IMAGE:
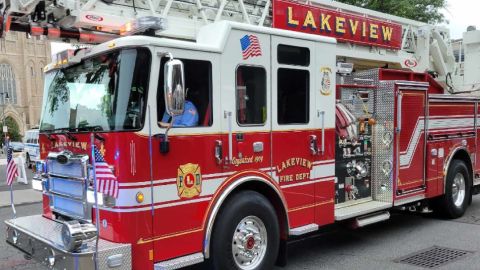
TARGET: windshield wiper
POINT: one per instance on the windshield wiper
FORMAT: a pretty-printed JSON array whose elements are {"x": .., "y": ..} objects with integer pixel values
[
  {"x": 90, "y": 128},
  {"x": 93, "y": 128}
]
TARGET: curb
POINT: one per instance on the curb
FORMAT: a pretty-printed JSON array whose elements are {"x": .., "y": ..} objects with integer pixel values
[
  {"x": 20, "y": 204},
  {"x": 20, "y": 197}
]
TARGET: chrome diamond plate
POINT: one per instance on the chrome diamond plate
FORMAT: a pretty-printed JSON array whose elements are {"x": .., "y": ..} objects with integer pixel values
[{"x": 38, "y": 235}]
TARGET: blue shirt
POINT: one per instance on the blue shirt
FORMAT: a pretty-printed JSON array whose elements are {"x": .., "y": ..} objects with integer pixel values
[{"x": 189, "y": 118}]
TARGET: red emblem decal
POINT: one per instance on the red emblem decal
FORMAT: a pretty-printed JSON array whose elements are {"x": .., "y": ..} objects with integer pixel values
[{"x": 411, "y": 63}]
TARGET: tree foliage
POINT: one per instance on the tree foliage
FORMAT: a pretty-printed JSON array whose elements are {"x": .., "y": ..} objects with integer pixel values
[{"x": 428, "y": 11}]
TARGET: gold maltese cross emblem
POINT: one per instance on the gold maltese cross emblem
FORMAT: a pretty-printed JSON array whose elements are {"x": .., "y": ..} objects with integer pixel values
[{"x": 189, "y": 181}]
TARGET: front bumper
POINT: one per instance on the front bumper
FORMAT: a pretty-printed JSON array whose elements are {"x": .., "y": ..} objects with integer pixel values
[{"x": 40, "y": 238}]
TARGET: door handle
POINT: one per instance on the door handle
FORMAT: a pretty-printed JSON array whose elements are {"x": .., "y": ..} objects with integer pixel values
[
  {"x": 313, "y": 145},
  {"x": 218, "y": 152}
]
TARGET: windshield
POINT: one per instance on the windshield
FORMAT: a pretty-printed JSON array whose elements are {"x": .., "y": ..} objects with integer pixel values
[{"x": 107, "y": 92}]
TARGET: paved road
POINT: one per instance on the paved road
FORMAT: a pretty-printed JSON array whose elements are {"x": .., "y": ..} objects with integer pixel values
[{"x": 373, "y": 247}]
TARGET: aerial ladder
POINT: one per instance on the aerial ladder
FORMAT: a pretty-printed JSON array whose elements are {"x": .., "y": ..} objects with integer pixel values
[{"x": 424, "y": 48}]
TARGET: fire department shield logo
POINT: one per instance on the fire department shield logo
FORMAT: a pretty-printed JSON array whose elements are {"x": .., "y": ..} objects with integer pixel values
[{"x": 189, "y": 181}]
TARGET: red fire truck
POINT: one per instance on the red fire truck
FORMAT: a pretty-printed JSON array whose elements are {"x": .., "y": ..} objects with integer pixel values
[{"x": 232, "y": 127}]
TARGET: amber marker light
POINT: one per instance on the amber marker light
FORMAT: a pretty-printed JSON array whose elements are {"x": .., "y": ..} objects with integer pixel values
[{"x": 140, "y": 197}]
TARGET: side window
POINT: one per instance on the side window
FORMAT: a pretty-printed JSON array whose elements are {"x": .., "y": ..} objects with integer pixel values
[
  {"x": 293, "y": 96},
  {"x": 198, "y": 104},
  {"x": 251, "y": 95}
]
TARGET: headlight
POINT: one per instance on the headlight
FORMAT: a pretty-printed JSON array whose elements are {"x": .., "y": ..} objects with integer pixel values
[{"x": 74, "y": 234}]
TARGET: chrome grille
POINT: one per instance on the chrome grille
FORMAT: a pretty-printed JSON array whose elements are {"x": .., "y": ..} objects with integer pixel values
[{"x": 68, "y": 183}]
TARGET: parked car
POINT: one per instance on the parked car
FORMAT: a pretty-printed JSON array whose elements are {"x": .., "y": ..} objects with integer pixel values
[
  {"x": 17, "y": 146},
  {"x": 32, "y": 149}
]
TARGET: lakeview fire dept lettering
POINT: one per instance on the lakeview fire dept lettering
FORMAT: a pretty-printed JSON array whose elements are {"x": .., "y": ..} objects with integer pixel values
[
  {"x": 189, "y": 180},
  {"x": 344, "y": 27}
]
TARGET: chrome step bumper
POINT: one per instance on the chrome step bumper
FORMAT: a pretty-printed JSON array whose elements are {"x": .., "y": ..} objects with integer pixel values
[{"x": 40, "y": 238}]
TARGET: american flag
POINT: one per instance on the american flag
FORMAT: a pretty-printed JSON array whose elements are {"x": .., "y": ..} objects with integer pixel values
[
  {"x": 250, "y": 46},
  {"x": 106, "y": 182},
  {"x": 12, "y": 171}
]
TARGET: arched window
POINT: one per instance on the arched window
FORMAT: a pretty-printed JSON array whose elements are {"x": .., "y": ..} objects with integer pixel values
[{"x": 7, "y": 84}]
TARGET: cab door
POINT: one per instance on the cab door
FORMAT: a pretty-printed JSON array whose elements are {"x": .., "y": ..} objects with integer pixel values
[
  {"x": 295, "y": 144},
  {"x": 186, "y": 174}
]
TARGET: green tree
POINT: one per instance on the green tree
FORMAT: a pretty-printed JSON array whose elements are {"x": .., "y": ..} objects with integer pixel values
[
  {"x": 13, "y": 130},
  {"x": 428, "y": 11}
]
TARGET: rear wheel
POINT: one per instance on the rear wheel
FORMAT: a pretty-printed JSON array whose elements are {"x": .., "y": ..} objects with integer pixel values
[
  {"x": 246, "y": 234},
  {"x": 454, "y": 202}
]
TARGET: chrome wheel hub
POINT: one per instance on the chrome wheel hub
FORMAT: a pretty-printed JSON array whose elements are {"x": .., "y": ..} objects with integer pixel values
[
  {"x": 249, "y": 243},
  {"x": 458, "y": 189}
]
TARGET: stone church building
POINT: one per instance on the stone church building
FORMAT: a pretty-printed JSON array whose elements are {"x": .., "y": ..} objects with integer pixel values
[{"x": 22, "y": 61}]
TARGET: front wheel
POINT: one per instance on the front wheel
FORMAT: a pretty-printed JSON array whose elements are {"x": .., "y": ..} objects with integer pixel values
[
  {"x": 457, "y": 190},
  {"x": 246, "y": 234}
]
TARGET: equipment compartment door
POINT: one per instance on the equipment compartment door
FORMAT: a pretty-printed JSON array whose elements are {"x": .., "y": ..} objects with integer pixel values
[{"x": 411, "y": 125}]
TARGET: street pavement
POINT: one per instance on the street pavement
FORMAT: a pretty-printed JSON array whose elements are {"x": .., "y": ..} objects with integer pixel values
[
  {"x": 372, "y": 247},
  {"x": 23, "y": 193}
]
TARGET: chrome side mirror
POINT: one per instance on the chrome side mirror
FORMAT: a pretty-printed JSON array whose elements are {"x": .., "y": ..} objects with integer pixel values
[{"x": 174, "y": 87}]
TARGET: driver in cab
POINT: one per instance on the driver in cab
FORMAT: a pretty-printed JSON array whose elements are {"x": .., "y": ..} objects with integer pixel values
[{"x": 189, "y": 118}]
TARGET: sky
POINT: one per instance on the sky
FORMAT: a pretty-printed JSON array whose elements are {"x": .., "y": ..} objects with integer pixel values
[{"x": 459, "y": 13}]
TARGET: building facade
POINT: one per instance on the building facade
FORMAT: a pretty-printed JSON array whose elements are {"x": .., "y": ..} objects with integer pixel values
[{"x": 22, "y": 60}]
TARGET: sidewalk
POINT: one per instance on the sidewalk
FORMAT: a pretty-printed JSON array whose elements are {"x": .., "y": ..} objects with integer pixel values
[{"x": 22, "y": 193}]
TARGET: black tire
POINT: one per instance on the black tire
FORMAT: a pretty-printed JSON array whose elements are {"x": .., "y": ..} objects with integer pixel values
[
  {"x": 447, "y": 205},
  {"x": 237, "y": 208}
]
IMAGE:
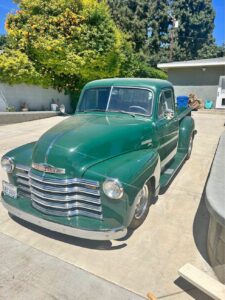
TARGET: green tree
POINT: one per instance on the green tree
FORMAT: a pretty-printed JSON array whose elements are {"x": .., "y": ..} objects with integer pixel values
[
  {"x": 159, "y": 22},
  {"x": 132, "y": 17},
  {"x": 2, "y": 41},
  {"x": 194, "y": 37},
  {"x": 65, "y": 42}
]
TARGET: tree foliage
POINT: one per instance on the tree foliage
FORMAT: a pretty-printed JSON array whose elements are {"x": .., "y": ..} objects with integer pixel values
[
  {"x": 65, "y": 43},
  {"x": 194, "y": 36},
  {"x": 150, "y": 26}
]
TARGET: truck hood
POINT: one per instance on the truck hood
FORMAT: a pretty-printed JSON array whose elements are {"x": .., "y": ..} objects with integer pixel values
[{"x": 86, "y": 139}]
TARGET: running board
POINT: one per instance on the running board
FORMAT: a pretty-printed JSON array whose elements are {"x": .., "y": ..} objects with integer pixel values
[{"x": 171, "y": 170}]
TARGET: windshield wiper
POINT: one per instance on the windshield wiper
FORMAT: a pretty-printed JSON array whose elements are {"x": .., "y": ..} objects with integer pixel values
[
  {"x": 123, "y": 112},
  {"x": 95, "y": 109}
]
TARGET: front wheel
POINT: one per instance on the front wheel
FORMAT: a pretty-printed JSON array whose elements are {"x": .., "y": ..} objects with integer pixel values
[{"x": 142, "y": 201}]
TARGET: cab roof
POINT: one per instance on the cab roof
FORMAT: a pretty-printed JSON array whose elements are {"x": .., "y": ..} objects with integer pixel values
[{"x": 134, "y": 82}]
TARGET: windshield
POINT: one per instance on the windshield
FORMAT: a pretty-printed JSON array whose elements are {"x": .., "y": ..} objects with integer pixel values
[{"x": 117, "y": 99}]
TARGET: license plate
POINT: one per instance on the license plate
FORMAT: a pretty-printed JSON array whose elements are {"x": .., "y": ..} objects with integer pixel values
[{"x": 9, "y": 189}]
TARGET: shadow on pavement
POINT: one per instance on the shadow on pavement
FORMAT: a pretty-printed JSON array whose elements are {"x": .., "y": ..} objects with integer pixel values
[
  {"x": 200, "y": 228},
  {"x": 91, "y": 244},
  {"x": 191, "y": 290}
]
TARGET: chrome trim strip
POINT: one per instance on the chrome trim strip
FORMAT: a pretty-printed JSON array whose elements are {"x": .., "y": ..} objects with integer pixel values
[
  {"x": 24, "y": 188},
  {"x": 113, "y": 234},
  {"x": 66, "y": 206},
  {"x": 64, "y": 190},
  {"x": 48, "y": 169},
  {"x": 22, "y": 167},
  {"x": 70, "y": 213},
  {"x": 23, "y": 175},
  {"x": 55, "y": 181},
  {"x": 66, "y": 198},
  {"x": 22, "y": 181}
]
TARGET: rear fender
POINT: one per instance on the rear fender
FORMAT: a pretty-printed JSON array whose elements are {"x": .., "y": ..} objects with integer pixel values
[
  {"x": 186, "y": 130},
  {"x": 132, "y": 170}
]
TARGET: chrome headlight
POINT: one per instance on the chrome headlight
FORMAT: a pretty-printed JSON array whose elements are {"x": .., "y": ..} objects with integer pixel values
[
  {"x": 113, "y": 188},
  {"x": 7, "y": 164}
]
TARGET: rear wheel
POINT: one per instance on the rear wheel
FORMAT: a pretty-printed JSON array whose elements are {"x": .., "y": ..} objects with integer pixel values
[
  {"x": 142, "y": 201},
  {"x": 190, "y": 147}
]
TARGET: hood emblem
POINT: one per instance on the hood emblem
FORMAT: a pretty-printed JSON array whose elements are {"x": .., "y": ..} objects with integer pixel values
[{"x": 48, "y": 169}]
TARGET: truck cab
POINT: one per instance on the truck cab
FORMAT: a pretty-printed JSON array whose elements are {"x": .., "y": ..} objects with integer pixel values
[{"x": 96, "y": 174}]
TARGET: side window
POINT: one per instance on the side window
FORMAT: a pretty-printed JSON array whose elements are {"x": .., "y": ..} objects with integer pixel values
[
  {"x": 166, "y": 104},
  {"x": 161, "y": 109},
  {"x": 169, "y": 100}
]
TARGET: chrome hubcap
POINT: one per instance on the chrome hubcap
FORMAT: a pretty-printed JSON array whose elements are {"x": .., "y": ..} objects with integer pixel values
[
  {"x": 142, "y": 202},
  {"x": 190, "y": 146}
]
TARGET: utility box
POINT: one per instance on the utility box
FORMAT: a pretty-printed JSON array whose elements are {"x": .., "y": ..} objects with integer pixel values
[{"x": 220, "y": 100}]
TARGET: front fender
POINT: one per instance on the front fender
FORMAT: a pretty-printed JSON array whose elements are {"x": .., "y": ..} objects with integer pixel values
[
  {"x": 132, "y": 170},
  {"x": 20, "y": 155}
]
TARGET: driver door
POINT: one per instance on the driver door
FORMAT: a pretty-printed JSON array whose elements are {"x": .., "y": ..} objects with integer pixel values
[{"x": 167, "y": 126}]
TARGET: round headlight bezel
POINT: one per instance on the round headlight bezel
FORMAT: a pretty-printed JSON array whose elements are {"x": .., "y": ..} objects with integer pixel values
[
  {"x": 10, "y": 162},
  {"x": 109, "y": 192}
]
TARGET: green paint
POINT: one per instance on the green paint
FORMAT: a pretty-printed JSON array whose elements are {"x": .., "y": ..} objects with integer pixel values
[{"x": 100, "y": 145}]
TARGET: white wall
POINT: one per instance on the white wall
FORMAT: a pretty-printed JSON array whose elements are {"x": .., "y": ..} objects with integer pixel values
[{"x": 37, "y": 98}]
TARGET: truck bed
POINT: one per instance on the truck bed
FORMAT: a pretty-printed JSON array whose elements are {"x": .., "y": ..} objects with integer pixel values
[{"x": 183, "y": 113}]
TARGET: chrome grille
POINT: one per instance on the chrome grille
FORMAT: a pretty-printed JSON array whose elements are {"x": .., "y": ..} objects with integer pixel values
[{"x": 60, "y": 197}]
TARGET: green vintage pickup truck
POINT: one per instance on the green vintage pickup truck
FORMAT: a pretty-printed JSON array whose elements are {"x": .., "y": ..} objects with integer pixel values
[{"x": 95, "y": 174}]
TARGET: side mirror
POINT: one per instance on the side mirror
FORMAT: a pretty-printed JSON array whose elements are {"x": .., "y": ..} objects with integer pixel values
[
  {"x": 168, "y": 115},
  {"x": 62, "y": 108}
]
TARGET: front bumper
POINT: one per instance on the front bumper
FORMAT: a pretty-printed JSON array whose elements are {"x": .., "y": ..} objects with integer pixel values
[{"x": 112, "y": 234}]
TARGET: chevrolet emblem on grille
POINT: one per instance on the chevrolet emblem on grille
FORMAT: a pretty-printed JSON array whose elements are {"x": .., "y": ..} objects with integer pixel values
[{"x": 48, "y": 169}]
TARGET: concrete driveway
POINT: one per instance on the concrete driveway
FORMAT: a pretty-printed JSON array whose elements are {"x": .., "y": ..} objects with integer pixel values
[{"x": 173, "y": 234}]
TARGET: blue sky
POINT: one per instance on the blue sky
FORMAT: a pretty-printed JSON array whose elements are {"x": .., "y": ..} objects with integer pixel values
◆ ◆ ◆ ◆ ◆ ◆ ◆
== Exercise details ==
Your output consists solely of the lines from the one with "TARGET: white wall" through the last line, copied exactly.

== Finished answer ==
TARGET: white wall
POINT: one per instance on the white wall
FORMAT: a pretty-printed JSON array whose elements are {"x": .., "y": ..} objects with integer pixel values
[{"x": 37, "y": 98}]
TARGET: truck bed
POINT: one per instance on the truck bed
FORMAT: a pretty-printed JSON array whose elements are {"x": .., "y": ..} objects with integer pixel values
[{"x": 183, "y": 113}]
TARGET: chrome grille
POINT: one per instance on the chrome grille
FORMAT: a pretty-printed JSON array whose elements are {"x": .., "y": ..} objects with integer pixel values
[{"x": 60, "y": 197}]
TARGET: green vintage pickup truck
POINT: one per instance on the green vintage pickup truck
FORMAT: a pretty-printed JSON array whose elements are {"x": .., "y": ..} objects with integer pixel values
[{"x": 95, "y": 174}]
TARGET: side mirror
POINT: one per instance on the side mirror
FORMAT: a pretty-printed JSON array whose elements are {"x": .., "y": ..} objects with integer pixel values
[
  {"x": 168, "y": 115},
  {"x": 62, "y": 108}
]
TARGET: front bumper
POINT: one per instance on the front bumper
FORMAT: a pretty-printed JSON array whose elements are {"x": .., "y": ..} objects with integer pixel values
[{"x": 112, "y": 234}]
TARGET: chevrolet emblem on grille
POINT: one per instance on the chevrolet emblem on grille
FORMAT: a pretty-printed JSON array whose elements are {"x": .., "y": ..} objects with integer pixel values
[{"x": 48, "y": 169}]
TARGET: concrete driveway
POINT: one per instance on the concrete driveway
FORMAT: a pretty-printed JSON array whose elements are {"x": .., "y": ..} objects with integer pixel values
[{"x": 173, "y": 234}]
TARGET: blue sky
POINT: one per instance on the blue sky
FORMAT: a pretty-printed JSON array whose elements are {"x": .., "y": ..} objects with integer pixel values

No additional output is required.